*** Opening Document extract ***

By Alex Bruce-Smith – 10 Daily
Could bringing back mammoths be the key to reversing the effects of climate change?
An eccentric scientist in the far north of Russia wants to revive the long-extinct mammoth, which he thinks could help reverse the effects of climate change and the thawing of the Siberian permafrost.
Sergey Zimov has spent decades studying the permafrost from his isolated Siberian station, warning of greenhouse gases — long-trapped in the ice — being released into the atmosphere as the ice melts.
His plan to reverse the effects of climate change in the region and bring back the permafrost is to return the landscape to how it would have looked during the Pleistocene Era (2.6 million years ago to about 11,700 years ago): no trees, plenty of bison, and if possible, mammoths.

Woolly mammoths, which went extinct between 45,000 and 12,000 years ago, used to roam the plains of Siberia freely, Zimov said, trampling shrubs, moss and trees and leaving only grasses behind.
Somewhere between their climate warming and mankind hunting them — the science is divided — mammoths went extinct.
Zimov’s work is about preventing the further melt of permafrost, which is soil, rock or sediment frozen for more than two consecutive years. As permafrost melts, microbes consume the thawing plant and animal matter inside, releasing carbon dioxide and methane into the earth’s atmosphere.
Zimov has been warning the scientific community for years that permafrost held more carbon than anyone knew, but only recently was his work taken seriously.
And yes, mammoths really are key to furthering his work. He doesn’t need them, but it would make the whole thing a lot easier.
“It’s like, do you need your right arm to live and do your job?” he recently told CBS’s 60 Minutes.
“No, you don’t need it, but with your arm, you will do it better. So, same with mammoth.”

Since 1996, he has been turning a 144 square kilometre piece of park gifted by the Russian government into a Pleistocene Era wilderness.
It’s now called the Pleistocene Park. Zimov has been cutting down trees, because they trap heat better than grass, and slowly reintroducing big grazers: moose, reindeer, yaks, Yakutian horses and Kalmykian cattle.
He boasts of data to support his theory, too; the Pleistocene Park Foundation claims a 17 degree temperature difference inside the park versus outside, of -24 degrees versus -7 degrees.
But in his sights is the reintroduction of the woolly mammoth, which if all goes right, could be just a decade away.

Harvard geneticist George Church, a leading expert who heads the Harvard Woolly Mammoth Revival project, has harvested DNA from mammoth bones found in the region.

*** Closing Document extract ***

## Problem requirements
Decide whether each statement below agrees with the article on reviving mammoths. Answer yes or no for each, and quote the deciding words. (a) Zimov began turning the park into a Pleistocene Era wilderness in 1996. (b) Zimov says his work cannot succeed without mammoths. (c) Zimov cuts down trees because they trap heat better than grass.

*** Opening Entries supplied ***

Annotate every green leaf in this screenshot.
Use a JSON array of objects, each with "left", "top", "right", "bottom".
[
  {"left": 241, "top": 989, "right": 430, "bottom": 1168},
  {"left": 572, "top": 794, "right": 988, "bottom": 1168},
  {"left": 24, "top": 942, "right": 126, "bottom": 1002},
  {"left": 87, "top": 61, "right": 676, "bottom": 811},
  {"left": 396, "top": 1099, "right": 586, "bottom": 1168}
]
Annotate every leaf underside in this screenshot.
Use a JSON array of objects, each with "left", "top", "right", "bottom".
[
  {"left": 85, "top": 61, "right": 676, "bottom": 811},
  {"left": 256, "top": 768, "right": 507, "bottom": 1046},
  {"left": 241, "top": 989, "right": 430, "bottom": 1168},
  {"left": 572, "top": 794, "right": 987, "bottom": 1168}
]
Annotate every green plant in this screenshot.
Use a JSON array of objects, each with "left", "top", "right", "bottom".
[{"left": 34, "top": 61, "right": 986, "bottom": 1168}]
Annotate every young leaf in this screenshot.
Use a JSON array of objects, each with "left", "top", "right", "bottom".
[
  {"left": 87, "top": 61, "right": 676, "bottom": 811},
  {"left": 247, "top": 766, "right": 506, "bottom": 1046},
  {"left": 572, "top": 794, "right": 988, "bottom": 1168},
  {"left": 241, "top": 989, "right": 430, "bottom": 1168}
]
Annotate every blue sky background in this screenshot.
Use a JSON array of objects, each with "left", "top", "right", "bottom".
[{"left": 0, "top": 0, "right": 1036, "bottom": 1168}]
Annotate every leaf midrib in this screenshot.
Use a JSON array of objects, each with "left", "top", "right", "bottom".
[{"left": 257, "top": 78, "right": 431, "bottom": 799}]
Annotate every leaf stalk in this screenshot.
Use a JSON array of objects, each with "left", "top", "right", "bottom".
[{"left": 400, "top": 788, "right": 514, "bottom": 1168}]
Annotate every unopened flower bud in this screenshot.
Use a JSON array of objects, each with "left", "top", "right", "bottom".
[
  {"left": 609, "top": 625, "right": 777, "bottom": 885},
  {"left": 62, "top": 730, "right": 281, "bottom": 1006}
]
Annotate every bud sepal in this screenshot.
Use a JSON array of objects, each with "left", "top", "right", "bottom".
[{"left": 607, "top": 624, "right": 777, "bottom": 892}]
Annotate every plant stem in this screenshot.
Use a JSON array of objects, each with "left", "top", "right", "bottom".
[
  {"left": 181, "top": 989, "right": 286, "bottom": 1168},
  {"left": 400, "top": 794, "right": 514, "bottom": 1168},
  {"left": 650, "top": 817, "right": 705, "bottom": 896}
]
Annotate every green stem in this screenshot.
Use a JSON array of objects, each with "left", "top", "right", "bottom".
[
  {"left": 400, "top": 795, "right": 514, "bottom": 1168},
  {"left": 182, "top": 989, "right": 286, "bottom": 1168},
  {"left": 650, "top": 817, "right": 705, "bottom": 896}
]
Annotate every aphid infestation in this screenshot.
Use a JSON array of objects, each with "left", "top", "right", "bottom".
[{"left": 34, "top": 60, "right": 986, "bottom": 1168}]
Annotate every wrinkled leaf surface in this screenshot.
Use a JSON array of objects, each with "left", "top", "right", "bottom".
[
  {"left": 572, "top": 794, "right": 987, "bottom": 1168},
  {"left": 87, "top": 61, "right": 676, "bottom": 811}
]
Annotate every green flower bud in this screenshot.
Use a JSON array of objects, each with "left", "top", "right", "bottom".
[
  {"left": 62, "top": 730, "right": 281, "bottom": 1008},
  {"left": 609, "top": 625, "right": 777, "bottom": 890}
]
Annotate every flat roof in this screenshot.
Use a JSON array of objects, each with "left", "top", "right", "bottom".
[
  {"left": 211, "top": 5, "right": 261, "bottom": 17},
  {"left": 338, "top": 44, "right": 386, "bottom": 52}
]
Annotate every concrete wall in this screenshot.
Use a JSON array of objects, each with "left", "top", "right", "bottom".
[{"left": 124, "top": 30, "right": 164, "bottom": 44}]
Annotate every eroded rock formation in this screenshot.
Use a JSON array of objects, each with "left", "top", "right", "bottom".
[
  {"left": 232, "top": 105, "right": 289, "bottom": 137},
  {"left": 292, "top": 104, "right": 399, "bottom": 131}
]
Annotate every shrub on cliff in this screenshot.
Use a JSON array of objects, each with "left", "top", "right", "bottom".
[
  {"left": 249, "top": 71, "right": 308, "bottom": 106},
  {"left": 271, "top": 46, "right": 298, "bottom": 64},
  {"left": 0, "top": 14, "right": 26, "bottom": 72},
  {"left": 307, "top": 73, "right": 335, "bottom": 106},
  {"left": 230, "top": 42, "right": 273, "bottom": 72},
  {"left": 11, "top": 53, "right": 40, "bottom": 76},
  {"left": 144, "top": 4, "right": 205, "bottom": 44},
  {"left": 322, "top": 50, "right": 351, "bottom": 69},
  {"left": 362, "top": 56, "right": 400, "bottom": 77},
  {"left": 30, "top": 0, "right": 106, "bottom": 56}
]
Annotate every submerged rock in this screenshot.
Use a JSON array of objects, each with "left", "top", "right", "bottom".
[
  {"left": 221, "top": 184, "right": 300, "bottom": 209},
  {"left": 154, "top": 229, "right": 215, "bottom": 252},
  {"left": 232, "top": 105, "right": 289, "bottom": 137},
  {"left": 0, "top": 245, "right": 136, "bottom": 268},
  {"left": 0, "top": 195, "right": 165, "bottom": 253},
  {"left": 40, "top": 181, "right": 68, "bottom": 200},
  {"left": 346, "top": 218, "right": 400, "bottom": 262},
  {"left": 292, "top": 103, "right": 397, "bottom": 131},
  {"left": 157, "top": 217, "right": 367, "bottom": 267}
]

*** Closing Entries supplied ***

## Task answer
(a) Yes: "Since 1996, he has been turning a 144 square kilometre piece of park gifted by the Russian government into a Pleistocene Era wilderness."
(b) No: "He doesn’t need them, but it would make the whole thing a lot easier."
(c) Yes: "Zimov has been cutting down trees, because they trap heat better than grass"